THE TASK: Reproduce these lines word for word, starting with the line that contains "Find the patch" and going on through the line that contains "Give the mask of every instance of the patch", both included. Output only those lines.

DATA ROWS:
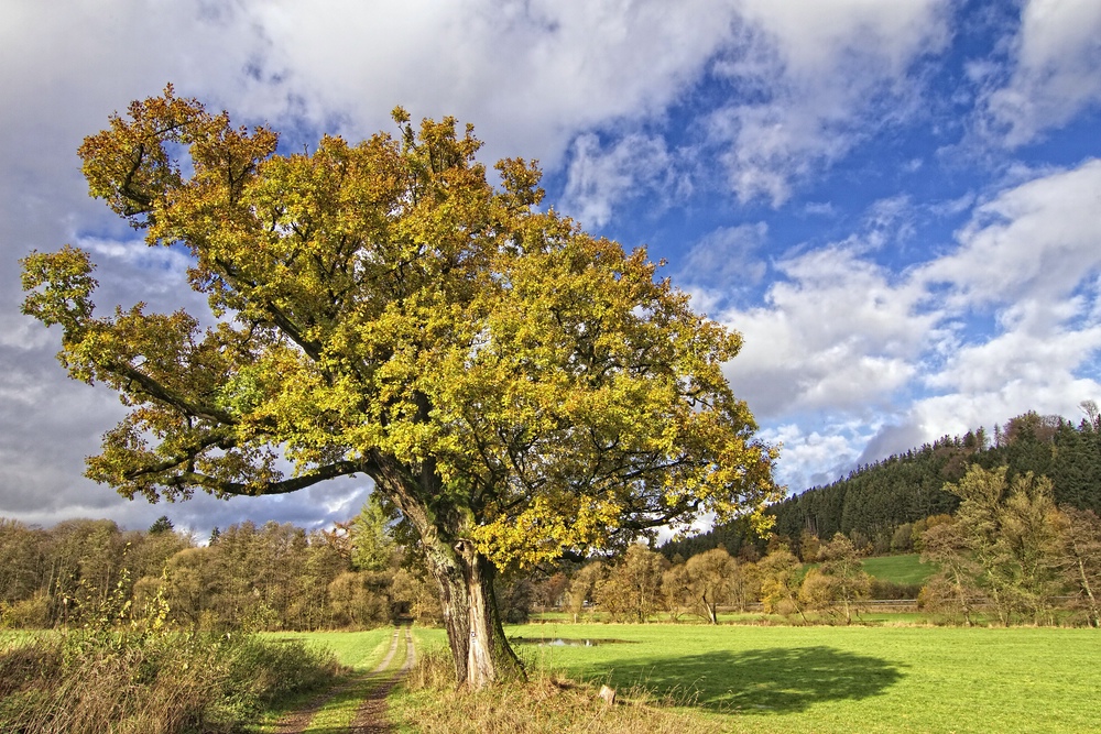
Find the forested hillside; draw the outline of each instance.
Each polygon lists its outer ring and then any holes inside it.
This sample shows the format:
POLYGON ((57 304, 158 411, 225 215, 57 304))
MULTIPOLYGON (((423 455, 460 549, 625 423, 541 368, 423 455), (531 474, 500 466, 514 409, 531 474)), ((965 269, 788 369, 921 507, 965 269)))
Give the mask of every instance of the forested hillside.
MULTIPOLYGON (((860 467, 832 484, 773 505, 768 510, 776 517, 773 532, 788 538, 795 549, 805 533, 818 538, 842 533, 860 545, 872 545, 875 552, 908 549, 907 541, 919 535, 912 532, 914 524, 956 512, 959 499, 944 485, 959 481, 971 464, 1006 467, 1011 482, 1028 472, 1047 476, 1056 504, 1101 513, 1101 416, 1092 403, 1083 407, 1088 417, 1078 425, 1029 412, 1011 418, 1004 429, 995 426, 992 437, 979 428, 860 467)), ((667 544, 663 550, 669 557, 688 557, 719 545, 732 554, 754 544, 763 550, 764 540, 746 537, 746 530, 743 524, 720 526, 667 544)))

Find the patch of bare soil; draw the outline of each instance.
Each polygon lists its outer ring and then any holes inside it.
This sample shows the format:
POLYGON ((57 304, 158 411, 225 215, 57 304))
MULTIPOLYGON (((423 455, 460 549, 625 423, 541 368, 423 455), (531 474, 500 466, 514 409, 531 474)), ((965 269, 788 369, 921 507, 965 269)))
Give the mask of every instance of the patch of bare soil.
MULTIPOLYGON (((394 644, 396 645, 396 637, 394 638, 394 644)), ((356 719, 352 720, 351 726, 348 728, 349 734, 390 734, 393 731, 390 722, 386 721, 386 695, 405 673, 413 668, 415 661, 416 655, 413 649, 413 634, 406 628, 405 665, 402 666, 401 670, 397 670, 371 690, 371 693, 360 704, 359 711, 356 712, 356 719)))
MULTIPOLYGON (((394 655, 397 653, 397 643, 400 638, 401 638, 401 631, 394 629, 394 637, 390 643, 390 650, 386 651, 386 656, 382 658, 382 661, 379 664, 379 666, 370 673, 368 673, 368 677, 378 677, 381 676, 383 672, 385 672, 385 670, 390 667, 390 662, 394 659, 394 655)), ((379 686, 377 686, 374 689, 371 690, 370 695, 368 695, 368 698, 364 699, 363 704, 357 712, 356 721, 352 722, 352 726, 349 730, 349 732, 373 733, 373 732, 390 731, 389 726, 385 724, 386 691, 390 691, 390 689, 394 687, 394 684, 401 679, 401 677, 405 675, 405 672, 410 668, 410 660, 413 659, 413 636, 407 628, 405 631, 405 644, 407 646, 406 650, 408 653, 405 665, 402 667, 401 670, 392 673, 382 683, 380 683, 379 686), (380 690, 383 692, 381 693, 381 698, 378 701, 375 701, 375 697, 379 695, 380 690), (370 715, 363 716, 363 711, 370 706, 373 706, 375 703, 379 704, 378 713, 375 713, 373 716, 370 715), (359 724, 360 719, 363 720, 362 724, 359 724), (386 725, 388 727, 357 728, 357 726, 370 726, 374 721, 381 721, 382 724, 386 725)), ((352 688, 353 686, 359 686, 362 682, 363 678, 364 676, 362 675, 355 676, 349 680, 345 681, 344 683, 341 683, 340 686, 337 686, 336 688, 325 691, 325 693, 321 693, 320 695, 316 697, 315 699, 309 701, 306 705, 284 714, 275 723, 275 730, 274 730, 275 734, 303 734, 303 732, 305 732, 306 728, 309 726, 309 722, 314 720, 314 716, 317 715, 317 712, 320 711, 321 708, 324 708, 329 700, 336 698, 337 695, 340 695, 341 693, 347 691, 349 688, 352 688)))

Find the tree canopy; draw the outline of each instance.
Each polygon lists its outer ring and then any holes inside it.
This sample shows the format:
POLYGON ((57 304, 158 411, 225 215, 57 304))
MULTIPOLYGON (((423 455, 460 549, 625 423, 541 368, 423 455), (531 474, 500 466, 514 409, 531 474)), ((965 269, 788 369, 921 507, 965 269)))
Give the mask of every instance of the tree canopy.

EXERCISE RESULT:
Find the patch of bare soil; draw the outline of each instance.
Each polygon lists its outer ring and then any holes inside it.
This sample shows the format:
POLYGON ((57 304, 158 411, 225 215, 57 304))
MULTIPOLYGON (((423 455, 460 549, 625 423, 541 368, 423 455), (531 474, 500 466, 514 409, 531 474)), ((965 269, 788 369, 921 507, 965 269)))
Give the mask of every instance of the patch of bare soil.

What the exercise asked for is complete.